Excerpt to read ▸
++++++++++
The tobacco medium section 210 includes an aerosol generating material. For example, the aerosol generating material may include at least one of glycerin, propylene glycol, ethylene glycol, dipropylene glycol, diethylene glycol, triethylene glycol, tetraethylene glycol, and oleyl alcohol, but is not limited thereto. Also, the tobacco medium section 210 may include other additives such as flavors, a wetting agent, and/or organic acid. Also, the tobacco medium section 210 may include a flavored liquid, such as menthol or a moisturizer, which is injected to the tobacco medium section 210.
The tobacco medium section 210 may be manufactured in various forms. For example, the tobacco medium section 210 may be formed using a sheet or strands. Also, the tobacco medium section 210 may be formed as a pipe tobacco which is formed of tiny bits cut from a tobacco sheet. In addition, the tobacco medium section 210 may be surrounded by a heat conductive material. For example, the heat-conducting material may be, but is not limited to, metal foil such as aluminum foil. For example, the heat conductive material surrounding the tobacco medium section 210 may increase heat conductivity of the tobacco medium section 210 by uniformly distributing heat transferred to the tobacco medium section 210, thereby improving a tobacco taste. Also, the heat conductive material surrounding the tobacco medium section 210 may function as a susceptor heated by the induction coil 130.
++++++++++
Problem 1 ▸
For the tobacco excerpt, decide whether each statement agrees with it, giving yes or no along with the deciding words quoted from the excerpt. (a) The heat conductive material around the tobacco medium section may serve as a susceptor heated by the induction coil. (b) The tobacco medium section must be made from a sheet. (c) Aluminum foil is given as an example of the heat-conducting material.
The tobacco excerpt and the rows have nothing to do with each other.
++++++++++
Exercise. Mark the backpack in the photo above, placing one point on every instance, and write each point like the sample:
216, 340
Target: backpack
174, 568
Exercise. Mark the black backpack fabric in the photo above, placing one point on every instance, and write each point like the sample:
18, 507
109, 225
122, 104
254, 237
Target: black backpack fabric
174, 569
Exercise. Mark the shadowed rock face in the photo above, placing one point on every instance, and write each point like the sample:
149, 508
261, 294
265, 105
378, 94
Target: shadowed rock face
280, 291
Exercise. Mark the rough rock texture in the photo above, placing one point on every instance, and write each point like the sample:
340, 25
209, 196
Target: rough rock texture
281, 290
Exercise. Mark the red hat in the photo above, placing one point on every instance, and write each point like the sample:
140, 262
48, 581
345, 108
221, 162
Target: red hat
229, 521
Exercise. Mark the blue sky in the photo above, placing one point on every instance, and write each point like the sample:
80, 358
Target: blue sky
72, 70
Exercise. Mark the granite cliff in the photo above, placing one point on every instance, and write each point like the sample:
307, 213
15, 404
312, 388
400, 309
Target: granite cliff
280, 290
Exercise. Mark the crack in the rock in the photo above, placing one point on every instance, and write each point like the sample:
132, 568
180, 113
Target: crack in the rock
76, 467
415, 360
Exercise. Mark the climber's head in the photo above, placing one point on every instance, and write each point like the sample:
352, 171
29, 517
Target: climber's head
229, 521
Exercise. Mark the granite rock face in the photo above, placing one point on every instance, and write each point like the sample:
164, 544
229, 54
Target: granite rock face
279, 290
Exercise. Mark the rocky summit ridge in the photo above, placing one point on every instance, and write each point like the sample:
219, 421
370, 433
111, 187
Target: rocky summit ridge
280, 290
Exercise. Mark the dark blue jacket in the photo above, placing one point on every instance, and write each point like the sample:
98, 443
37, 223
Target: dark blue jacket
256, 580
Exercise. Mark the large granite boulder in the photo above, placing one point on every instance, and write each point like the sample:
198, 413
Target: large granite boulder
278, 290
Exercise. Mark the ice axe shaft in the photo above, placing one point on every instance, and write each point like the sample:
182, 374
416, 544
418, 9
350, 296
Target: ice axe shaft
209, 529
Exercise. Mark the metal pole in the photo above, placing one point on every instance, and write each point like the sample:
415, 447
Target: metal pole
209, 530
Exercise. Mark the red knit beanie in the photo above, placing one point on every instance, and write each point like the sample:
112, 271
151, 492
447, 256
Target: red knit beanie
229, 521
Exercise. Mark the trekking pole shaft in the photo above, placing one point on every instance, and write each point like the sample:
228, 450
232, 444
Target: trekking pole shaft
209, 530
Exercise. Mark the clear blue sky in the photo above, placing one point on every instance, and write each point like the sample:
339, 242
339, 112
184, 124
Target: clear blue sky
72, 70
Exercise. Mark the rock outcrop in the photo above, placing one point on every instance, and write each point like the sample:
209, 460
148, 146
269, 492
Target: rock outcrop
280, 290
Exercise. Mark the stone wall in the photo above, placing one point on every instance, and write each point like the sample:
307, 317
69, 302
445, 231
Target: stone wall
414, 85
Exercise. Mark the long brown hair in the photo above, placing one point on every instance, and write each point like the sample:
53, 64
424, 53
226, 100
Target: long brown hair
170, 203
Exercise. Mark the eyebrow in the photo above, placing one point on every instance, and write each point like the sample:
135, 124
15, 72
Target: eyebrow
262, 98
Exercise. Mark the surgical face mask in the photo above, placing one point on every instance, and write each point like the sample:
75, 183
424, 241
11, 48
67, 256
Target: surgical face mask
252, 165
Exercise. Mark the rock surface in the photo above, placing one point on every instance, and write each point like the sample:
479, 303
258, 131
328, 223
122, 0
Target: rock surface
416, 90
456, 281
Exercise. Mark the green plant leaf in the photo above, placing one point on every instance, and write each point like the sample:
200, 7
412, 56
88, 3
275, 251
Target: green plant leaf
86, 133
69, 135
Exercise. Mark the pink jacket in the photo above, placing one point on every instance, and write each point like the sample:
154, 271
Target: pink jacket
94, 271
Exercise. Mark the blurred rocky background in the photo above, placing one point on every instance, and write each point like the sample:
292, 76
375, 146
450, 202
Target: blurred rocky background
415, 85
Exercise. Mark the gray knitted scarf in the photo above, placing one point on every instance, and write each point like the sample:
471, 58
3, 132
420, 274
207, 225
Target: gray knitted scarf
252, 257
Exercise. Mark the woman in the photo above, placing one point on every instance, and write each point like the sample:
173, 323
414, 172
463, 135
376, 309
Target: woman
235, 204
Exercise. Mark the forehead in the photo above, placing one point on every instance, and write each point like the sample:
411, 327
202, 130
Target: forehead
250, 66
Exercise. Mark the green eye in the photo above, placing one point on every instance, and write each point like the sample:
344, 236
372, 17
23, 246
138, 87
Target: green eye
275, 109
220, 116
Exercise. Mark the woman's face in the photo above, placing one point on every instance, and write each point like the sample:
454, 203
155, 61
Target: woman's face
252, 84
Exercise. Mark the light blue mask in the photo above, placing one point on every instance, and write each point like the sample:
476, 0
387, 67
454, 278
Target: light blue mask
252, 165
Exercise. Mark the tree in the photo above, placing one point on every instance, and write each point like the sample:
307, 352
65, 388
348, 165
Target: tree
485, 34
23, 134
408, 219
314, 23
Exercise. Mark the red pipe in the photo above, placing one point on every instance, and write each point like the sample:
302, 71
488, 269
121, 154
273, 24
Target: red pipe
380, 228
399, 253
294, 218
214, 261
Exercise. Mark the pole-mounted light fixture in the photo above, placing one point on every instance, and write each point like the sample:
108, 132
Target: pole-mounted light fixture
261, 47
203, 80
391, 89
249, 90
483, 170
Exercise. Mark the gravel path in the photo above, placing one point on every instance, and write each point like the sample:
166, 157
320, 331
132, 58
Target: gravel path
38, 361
++++++++++
Problem 2 ▸
Filter the rows, copying each line that contains the string "tree". Case counts.

Correct response 1 ▸
(a) Yes: "may function as a susceptor heated by the induction coil 130"
(b) No: "may be formed using a sheet or strands"
(c) Yes: "metal foil such as aluminum foil"

Correct response 2 ▸
Exercise. Mark the tree in the photo above, placing one point on every instance, and write each point like the sample:
Target: tree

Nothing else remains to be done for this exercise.